**Directions**
Transcribe every record that appears below, exactly and in full.

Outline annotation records
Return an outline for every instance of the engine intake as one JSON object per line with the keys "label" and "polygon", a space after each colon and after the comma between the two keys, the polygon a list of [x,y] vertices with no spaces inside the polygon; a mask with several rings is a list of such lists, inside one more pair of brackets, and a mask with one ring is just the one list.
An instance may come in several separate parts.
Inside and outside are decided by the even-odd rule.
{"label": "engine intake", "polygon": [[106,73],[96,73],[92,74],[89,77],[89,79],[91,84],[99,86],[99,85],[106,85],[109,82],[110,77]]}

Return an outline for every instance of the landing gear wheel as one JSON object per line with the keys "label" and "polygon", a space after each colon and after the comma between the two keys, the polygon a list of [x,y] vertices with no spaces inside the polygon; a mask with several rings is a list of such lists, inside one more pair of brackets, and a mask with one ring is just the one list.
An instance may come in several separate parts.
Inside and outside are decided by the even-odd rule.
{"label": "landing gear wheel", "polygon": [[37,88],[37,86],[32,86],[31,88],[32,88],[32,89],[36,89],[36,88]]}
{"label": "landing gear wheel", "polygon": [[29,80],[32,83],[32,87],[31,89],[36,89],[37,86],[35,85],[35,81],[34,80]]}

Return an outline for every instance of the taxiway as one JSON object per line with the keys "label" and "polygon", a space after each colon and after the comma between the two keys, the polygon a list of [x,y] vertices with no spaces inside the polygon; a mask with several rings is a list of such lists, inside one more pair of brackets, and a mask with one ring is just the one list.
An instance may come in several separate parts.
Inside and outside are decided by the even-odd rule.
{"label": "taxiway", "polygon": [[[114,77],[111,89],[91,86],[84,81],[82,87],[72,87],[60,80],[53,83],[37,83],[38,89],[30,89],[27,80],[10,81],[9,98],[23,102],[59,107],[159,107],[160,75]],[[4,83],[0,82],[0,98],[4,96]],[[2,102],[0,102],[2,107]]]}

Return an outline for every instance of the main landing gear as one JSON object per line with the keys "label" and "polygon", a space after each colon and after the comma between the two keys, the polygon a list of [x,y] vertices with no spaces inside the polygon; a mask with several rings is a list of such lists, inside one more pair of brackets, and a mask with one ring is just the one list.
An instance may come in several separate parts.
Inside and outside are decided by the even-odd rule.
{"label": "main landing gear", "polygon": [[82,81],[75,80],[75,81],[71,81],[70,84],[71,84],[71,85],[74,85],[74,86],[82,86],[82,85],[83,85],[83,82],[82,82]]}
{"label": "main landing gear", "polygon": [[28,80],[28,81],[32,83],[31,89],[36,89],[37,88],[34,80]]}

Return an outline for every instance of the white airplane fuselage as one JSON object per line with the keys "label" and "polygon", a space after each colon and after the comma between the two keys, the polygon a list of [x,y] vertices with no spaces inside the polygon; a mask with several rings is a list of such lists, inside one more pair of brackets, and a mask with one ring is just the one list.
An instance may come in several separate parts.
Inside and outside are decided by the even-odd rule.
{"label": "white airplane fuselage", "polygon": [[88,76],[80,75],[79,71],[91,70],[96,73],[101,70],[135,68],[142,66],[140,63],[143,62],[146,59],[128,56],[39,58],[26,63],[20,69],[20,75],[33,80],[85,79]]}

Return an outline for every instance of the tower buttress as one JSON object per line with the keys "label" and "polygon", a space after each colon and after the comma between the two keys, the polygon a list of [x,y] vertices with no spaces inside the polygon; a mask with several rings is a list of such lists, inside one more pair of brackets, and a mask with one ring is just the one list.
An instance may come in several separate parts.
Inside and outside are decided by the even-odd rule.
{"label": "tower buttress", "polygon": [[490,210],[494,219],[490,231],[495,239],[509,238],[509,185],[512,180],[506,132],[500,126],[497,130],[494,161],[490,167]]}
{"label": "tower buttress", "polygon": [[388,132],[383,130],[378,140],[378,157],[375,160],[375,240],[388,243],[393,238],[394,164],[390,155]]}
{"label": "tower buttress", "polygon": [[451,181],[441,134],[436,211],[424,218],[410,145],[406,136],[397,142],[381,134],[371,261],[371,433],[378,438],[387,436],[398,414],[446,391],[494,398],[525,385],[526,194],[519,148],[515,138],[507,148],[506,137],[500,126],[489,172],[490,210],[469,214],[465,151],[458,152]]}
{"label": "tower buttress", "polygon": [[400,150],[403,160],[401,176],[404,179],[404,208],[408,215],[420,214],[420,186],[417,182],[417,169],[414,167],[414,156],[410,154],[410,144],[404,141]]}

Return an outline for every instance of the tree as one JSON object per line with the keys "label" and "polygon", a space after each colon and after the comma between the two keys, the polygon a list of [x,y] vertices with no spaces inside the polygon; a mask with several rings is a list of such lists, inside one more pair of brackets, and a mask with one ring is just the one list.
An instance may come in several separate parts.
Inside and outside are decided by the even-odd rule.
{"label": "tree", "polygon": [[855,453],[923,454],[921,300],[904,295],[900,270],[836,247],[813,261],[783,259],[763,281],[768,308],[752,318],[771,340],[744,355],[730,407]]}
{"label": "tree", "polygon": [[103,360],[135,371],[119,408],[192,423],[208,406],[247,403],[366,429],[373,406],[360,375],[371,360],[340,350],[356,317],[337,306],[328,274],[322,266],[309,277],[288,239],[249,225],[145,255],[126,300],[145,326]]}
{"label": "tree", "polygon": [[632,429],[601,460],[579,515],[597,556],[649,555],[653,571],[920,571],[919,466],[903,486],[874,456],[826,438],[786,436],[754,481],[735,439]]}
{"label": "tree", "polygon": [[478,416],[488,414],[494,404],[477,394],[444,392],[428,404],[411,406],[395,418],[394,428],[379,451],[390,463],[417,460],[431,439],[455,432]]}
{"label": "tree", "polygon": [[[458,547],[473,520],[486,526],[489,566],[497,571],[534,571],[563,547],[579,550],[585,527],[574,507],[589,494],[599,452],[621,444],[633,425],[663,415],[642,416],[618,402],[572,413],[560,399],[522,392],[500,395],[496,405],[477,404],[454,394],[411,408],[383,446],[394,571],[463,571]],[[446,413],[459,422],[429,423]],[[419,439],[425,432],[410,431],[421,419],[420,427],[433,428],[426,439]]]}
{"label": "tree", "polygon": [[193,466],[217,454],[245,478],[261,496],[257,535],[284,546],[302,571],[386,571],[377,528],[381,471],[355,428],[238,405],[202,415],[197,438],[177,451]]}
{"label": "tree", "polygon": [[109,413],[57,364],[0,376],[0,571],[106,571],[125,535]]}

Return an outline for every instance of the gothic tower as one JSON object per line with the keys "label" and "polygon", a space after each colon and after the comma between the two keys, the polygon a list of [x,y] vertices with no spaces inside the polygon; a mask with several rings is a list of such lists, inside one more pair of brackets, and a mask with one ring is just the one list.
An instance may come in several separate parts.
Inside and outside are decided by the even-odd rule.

**Result**
Return an outline for every instance of the engine intake as one JSON object per line with the keys "label" and "polygon", a space after each colon and after the comma between the two keys, the polygon a list of [x,y] vertices with no spaces inside the polygon; a mask with several rings is a list of such lists, inside one more pair of brackets, and a mask with one ring is just the one list.
An instance may come in several separate parts.
Inside and outside are decided by the even-odd rule.
{"label": "engine intake", "polygon": [[106,73],[96,73],[92,74],[89,77],[89,79],[91,84],[99,86],[99,85],[106,85],[109,82],[110,77]]}

Return an outline for every instance of the landing gear wheel as one JSON object per line with the keys "label" and "polygon", a space after each colon and after the comma between the two keys, the polygon a list of [x,y] vertices with no spaces inside the polygon; a mask with several rings is a list of such lists, inside one more pair of brackets, and a mask with one ring is just the one list.
An instance may come in several separate parts.
Inside and outside are decided by the even-odd rule.
{"label": "landing gear wheel", "polygon": [[37,88],[37,86],[32,86],[31,88],[32,88],[32,89],[36,89],[36,88]]}
{"label": "landing gear wheel", "polygon": [[29,80],[32,83],[32,87],[31,89],[36,89],[37,86],[35,85],[35,81],[34,80]]}

Return an outline for every instance of the taxiway as one JSON object per line with the keys "label" and "polygon", a space after each colon and after the comma between the two keys, the polygon a list of [x,y] vertices with no spaces inside the polygon; a mask with several rings is a list of such lists, inside one more pair of brackets, and a mask with one ring is just the one list.
An instance may come in several separate parts.
Inside and outside are decided by the even-odd rule.
{"label": "taxiway", "polygon": [[[114,77],[111,89],[91,86],[84,81],[82,87],[72,87],[60,80],[53,83],[37,83],[38,89],[30,89],[27,80],[10,81],[9,98],[23,102],[59,107],[159,107],[160,75]],[[4,83],[0,82],[0,98],[4,96]],[[2,102],[0,102],[2,107]]]}

Return an outline for every instance of the main landing gear as one JSON object per line with the keys "label" and "polygon", a space after each colon and after the comma between the two keys, the polygon a list of [x,y] vertices with no spaces inside the polygon; a mask with several rings is a list of such lists, inside one more pair of brackets, and a mask with one ring is just the one list.
An instance may come in several separate parts.
Inside and outside are decided by the even-odd rule.
{"label": "main landing gear", "polygon": [[82,81],[75,80],[75,81],[71,81],[70,84],[71,84],[71,85],[74,85],[74,86],[82,86],[82,85],[83,85],[83,82],[82,82]]}
{"label": "main landing gear", "polygon": [[28,80],[28,81],[32,83],[31,89],[36,89],[37,88],[34,80]]}

Return an outline for every instance of the white airplane fuselage as one JSON object per line with the keys "label" and "polygon", a space after each colon and after the comma between the two keys, the polygon a list of [x,y] vertices with no spaces inside the polygon; a mask with several rings is a list of such lists, inside one more pair of brackets, and a mask with one ring is just the one list.
An instance may come in several separate parts.
Inside and outside are decided by the even-odd rule.
{"label": "white airplane fuselage", "polygon": [[88,76],[80,75],[79,71],[91,70],[96,73],[101,70],[135,68],[142,66],[140,63],[143,62],[146,59],[128,56],[39,58],[26,63],[20,69],[20,75],[33,80],[85,79]]}

Return an outline for every instance of the tower buttress as one JSON object per line with the keys "label" and "polygon", a space after each colon and after the comma between the two keys, the polygon a list of [x,y] vertices with no spaces inside the polygon; a mask with several rings is a list of such lists, inside one more pair of brackets, and a mask with one ring is just the one list.
An instance may come in several separate parts.
Inside and outside are decided by the even-odd rule.
{"label": "tower buttress", "polygon": [[490,210],[494,219],[490,231],[495,239],[509,238],[509,185],[512,180],[506,132],[500,126],[497,130],[494,161],[490,167]]}
{"label": "tower buttress", "polygon": [[388,132],[383,130],[378,140],[378,157],[375,160],[375,240],[388,243],[393,238],[394,164],[390,155]]}
{"label": "tower buttress", "polygon": [[451,181],[441,134],[436,211],[424,218],[410,145],[406,136],[397,142],[381,134],[371,261],[371,433],[378,438],[387,436],[398,414],[446,391],[494,398],[525,385],[526,194],[519,148],[515,138],[507,148],[506,137],[500,126],[489,172],[490,210],[469,214],[465,151],[458,152]]}
{"label": "tower buttress", "polygon": [[400,150],[403,160],[401,176],[404,179],[404,208],[408,215],[420,214],[420,186],[417,182],[417,169],[414,167],[414,156],[410,154],[410,144],[404,141]]}

Return an outline for every instance of the tree as one JSON object per line with the keys "label" and "polygon", a space after each colon and after the comma between the two keys, the polygon a list of [x,y] vertices with no spaces inside the polygon; a mask with several rings is a list of such lists, inside one more pair of brackets, and a mask with one ring is just the one list.
An instance may come in several separate parts.
Inside and outside are decided by the even-odd rule.
{"label": "tree", "polygon": [[855,453],[923,454],[921,300],[904,295],[900,270],[836,247],[813,261],[783,259],[763,281],[768,308],[752,318],[771,340],[744,355],[730,407]]}
{"label": "tree", "polygon": [[103,360],[135,371],[119,408],[192,423],[208,406],[247,403],[366,429],[373,406],[360,375],[371,360],[340,350],[356,317],[337,306],[328,274],[322,266],[309,277],[288,239],[249,225],[145,255],[126,300],[145,326]]}
{"label": "tree", "polygon": [[632,429],[601,460],[579,515],[597,556],[649,555],[653,571],[920,571],[919,466],[903,486],[874,456],[826,438],[786,436],[754,481],[735,439]]}
{"label": "tree", "polygon": [[478,416],[488,414],[494,404],[477,394],[444,392],[428,404],[411,406],[395,418],[394,428],[379,451],[390,463],[417,460],[431,439],[455,432]]}
{"label": "tree", "polygon": [[[458,547],[473,520],[486,526],[489,566],[497,571],[534,571],[563,547],[579,550],[585,527],[574,507],[589,494],[599,452],[621,444],[633,425],[663,415],[642,416],[618,402],[572,413],[560,399],[522,392],[500,395],[496,405],[477,404],[454,394],[411,408],[383,446],[394,571],[463,571]],[[446,413],[459,422],[429,423]],[[419,439],[425,432],[410,431],[421,419],[420,427],[433,428],[426,439]]]}
{"label": "tree", "polygon": [[193,466],[217,454],[245,478],[261,496],[257,535],[284,546],[302,571],[386,571],[377,528],[381,471],[355,428],[238,405],[202,415],[197,438],[177,451]]}
{"label": "tree", "polygon": [[109,413],[57,364],[0,376],[0,571],[106,571],[125,535]]}

Return an outline for every instance of the gothic tower as one JSON object per line with the keys "label" and "polygon", a space after each colon and after the comma between the two keys, the polygon a list of [x,y] vertices with no spaces inside the polygon; a mask with several rings is a list of such lists, inside one more pair of brackets, and a mask with one ring is just the one list.
An instance may come in several separate parts.
Inside and outside are decided by the even-odd rule.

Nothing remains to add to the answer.